→ **What you should do**
Turn every one of the records below into a numbered list, leaving out any blank lines.

━━━━━━━━━━━━━━━━━━━━

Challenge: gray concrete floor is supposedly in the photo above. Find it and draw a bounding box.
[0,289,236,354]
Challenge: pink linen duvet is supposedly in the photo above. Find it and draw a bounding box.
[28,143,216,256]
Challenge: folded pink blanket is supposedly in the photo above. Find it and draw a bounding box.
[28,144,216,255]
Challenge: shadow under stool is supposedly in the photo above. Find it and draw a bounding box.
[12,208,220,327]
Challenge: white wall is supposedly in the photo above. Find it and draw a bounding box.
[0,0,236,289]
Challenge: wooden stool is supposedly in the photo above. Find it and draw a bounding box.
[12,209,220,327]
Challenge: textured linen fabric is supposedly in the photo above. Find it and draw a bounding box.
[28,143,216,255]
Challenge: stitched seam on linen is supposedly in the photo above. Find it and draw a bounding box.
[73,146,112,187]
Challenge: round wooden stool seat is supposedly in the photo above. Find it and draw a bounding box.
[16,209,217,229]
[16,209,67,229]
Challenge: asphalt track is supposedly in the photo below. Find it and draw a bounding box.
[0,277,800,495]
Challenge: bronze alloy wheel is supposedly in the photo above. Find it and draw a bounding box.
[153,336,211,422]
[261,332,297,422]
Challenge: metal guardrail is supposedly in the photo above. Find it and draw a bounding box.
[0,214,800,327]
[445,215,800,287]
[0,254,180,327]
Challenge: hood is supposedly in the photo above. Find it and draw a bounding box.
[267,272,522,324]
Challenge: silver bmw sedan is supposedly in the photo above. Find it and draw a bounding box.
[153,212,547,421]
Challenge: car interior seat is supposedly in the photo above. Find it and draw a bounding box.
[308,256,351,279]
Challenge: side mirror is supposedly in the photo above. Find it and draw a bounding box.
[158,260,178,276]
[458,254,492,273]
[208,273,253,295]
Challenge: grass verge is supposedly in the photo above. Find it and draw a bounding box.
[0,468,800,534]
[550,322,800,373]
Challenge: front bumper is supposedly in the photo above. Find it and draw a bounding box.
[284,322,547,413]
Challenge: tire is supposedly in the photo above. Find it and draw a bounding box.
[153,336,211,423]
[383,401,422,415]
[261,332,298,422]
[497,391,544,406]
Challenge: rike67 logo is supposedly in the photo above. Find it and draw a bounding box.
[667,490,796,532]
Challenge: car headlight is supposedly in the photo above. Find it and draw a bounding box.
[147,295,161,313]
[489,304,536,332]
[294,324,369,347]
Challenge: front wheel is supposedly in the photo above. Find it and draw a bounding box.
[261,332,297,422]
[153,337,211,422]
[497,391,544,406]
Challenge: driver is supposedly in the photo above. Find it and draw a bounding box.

━━━━━━━━━━━━━━━━━━━━

→ **Task solution**
1. Challenge: gray concrete floor is supposedly in the photo above. Find it and draw a bounding box.
2. [0,289,236,354]
3. Challenge: pink linen duvet is supposedly in the photo above. Find it and draw a bounding box.
4. [28,143,216,256]
5. Challenge: folded pink blanket is supposedly in the photo above. Find it and draw a bounding box.
6. [28,144,216,255]
7. Challenge: shadow under stool is supposedly in the photo above. Find it and draw a bounding box.
8. [12,208,220,327]
9. Challenge: white wall is supposedly in the photo above. Find it and draw a bounding box.
10. [0,0,236,289]
11. Challenge: wooden stool is supposedly in the photo above. Find it and draw a bounding box.
12. [12,209,220,327]
13. Challenge: textured linen fabric is supposedly in the photo above. Find it and draw a bounding box.
14. [28,143,216,255]
15. Challenge: stitched seam on linen is supposedly in the photo above. Find it and draw a bounding box.
16. [73,146,112,187]
17. Challenge: round wooden stool seat is supposedly in the photo above. Find it and draw a bounding box.
18. [16,209,217,229]
19. [16,209,67,229]
20. Challenge: asphalt track is supposedly in the photo below. Find it and draw a bounding box.
21. [0,277,800,495]
22. Challenge: bronze alloy wheel is supposedly in the photo above. Find it and draw a bounding box.
23. [153,336,211,422]
24. [261,332,297,422]
25. Challenge: metal guardrail is supposedly in the photo above. Find it and draw a bounding box.
26. [0,214,800,327]
27. [445,215,800,287]
28. [0,254,180,327]
29. Challenge: hood is supposedly in the photo above. Find it and draw a bounding box.
30. [267,272,522,324]
31. Challenge: silver bmw sedan is supposedly in the photo above. Find it and draw a bounding box.
32. [153,212,547,421]
33. Challenge: car interior seat is supposedly in the photo above. Find it and draw a bounding box.
34. [308,256,351,279]
35. Challenge: side mirror is supposedly in the photo above. Find it and draw a bounding box.
36. [158,260,178,276]
37. [458,254,492,273]
38. [208,273,253,295]
39. Challenge: grass verge is supposedly in the photo above. Find it and draw a bounding box.
40. [0,468,800,534]
41. [550,322,800,373]
42. Challenge: front bumper is supposedly in the photo above. Find it and draw a bounding box.
43. [284,322,547,413]
44. Challenge: tire is supposedly in the photo above. Find it and draw a bounding box.
45. [153,336,211,423]
46. [383,401,422,415]
47. [261,332,298,422]
48. [497,391,544,406]
49. Challenge: rike67 logo is supposedly in the photo above. Find it and draw a bounding box.
50. [667,490,796,532]
51. Challenge: car headlight is supposedly in the photo above. Find it and draw a bounding box.
52. [147,295,161,313]
53. [489,304,536,332]
54. [294,324,369,347]
55. Challenge: front wheel is supposedly in the photo above. Find it and draw a bounding box.
56. [261,332,297,422]
57. [153,337,211,422]
58. [497,391,544,406]
59. Challenge: driver is supposedly in the photo above. Find it and draw a bounding box.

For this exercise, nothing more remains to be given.